--- EXERCISE INPUTS ---

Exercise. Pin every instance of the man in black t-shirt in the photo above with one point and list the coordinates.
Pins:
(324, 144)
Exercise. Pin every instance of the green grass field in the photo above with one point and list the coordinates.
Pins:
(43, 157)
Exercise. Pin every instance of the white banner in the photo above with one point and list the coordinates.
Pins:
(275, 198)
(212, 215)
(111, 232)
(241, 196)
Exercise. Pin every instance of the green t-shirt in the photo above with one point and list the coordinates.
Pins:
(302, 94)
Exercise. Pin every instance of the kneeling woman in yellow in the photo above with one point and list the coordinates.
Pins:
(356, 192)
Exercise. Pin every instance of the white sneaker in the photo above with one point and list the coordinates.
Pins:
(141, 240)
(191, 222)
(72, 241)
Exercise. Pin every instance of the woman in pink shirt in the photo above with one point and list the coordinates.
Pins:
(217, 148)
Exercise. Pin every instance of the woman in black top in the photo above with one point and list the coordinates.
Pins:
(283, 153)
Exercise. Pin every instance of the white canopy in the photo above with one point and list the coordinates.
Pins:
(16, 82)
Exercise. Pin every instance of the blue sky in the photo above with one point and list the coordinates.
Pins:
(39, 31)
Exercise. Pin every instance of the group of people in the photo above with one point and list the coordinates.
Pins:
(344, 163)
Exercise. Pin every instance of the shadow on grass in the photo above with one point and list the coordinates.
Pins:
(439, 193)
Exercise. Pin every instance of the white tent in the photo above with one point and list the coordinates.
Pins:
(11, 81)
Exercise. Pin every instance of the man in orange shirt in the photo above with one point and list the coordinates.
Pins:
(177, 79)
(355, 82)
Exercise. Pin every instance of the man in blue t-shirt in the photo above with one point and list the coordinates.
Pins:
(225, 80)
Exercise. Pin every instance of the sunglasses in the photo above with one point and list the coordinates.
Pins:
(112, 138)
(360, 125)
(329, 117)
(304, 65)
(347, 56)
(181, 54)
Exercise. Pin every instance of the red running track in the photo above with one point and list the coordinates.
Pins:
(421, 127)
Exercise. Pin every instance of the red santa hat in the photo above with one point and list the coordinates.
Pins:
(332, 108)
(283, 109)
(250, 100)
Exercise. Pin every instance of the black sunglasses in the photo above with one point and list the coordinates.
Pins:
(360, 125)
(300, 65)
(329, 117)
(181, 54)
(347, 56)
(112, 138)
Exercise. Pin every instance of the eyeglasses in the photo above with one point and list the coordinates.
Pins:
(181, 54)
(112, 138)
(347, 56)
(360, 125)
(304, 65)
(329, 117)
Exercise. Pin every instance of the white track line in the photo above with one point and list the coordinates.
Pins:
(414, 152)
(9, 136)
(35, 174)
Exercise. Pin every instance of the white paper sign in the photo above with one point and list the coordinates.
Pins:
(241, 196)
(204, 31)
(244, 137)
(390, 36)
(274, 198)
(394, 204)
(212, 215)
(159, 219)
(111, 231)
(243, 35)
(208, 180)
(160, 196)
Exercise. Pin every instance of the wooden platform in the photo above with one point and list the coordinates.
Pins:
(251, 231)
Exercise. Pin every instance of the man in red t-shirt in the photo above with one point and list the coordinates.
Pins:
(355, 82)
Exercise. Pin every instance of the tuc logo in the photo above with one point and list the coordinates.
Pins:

---

PROBLEM STATEMENT –
Could you transcribe every record above exactly as it appears?

WRITTEN SOLUTION –
Exercise. Pin every instance of the man in black t-shirt in the photo above with one point and list the coordinates.
Pins:
(324, 144)
Exercise. Pin every instance of the green grass field in the photo above with one point and list the coordinates.
Pins:
(43, 157)
Exercise. Pin every instance of the white banner in the photo above with one point and list the coordinates.
Pins:
(275, 198)
(212, 215)
(111, 232)
(241, 196)
Exercise. Pin every instance of the green t-shirt in the photo above with one point and list the coordinates.
Pins:
(302, 94)
Exercise. Pin every instance of the kneeling woman in yellow in the photo above with one point and list the coordinates.
Pins:
(356, 192)
Exercise. Pin every instance of the white sneaker in the photo above with one point and list the coordinates.
Pins:
(141, 240)
(191, 222)
(72, 241)
Exercise. Pin every instance of the woman in pink shirt in the photo above with one point and list the coordinates.
Pins:
(217, 148)
Exercise. Pin every instance of the woman in black top in the photo above with one point and list the coordinates.
Pins:
(283, 153)
Exercise. Pin every instance of the white canopy in the photo above with one point and list the coordinates.
Pins:
(16, 82)
Exercise. Pin every instance of the blue sky in the photo above with one point and list the coordinates.
Pins:
(39, 31)
Exercise. Pin every instance of the group of people in the photo above with one point and list the coordinates.
Pins:
(344, 163)
Exercise. Pin every instance of the shadow on grass in the photo above with one point and list the coordinates.
Pins:
(439, 193)
Exercise. Pin every instance of the white tent in the photo above with one point and list the coordinates.
Pins:
(11, 81)
Exercise. Pin every instance of the man in orange shirt in the photo above with one point and list the coordinates.
Pins:
(177, 79)
(355, 82)
Exercise. Pin every instance of the man in blue t-shirt in the photo above with one point and list the coordinates.
Pins:
(225, 80)
Exercise. Pin every instance of the sunglasses in the photo above with one point and list the coordinates.
Pins:
(112, 138)
(360, 125)
(329, 117)
(304, 65)
(347, 56)
(181, 54)
Exercise. Pin every instance of the red running track in the photo above with one point and list the coordinates.
Pins:
(421, 127)
Exercise. Pin every instance of the red santa hat in the photo above with one point and list the coordinates.
Pins:
(332, 108)
(283, 109)
(250, 100)
Exercise. Pin every instance of the black sunglasses in the photo above with one point and list the coordinates.
Pins:
(360, 125)
(300, 65)
(329, 117)
(181, 54)
(347, 56)
(112, 138)
Exercise. Pin every instance of the eyeglasses in the photo above with one point and list the coordinates.
Pins:
(181, 54)
(112, 138)
(347, 56)
(360, 125)
(304, 65)
(329, 117)
Exercise. Pin every instance of the white track line in the photo above with one point and list the coordinates.
Pins:
(414, 152)
(9, 136)
(35, 174)
Exercise. Pin every instance of the white paper sign in the photo above with one point and list the coordinates.
Pins:
(241, 196)
(204, 31)
(244, 137)
(390, 36)
(274, 198)
(394, 204)
(212, 215)
(159, 219)
(111, 231)
(243, 35)
(208, 180)
(160, 196)
Exercise. Pin every instance of the wooden platform in the photo above with one point and list the coordinates.
Pins:
(251, 231)
Exercise. Pin every instance of the man in red t-shirt in the photo above with one point and list the coordinates.
Pins:
(355, 82)
Exercise. Pin every instance of the tuc logo in the photo above with one point and list the coordinates.
Pins:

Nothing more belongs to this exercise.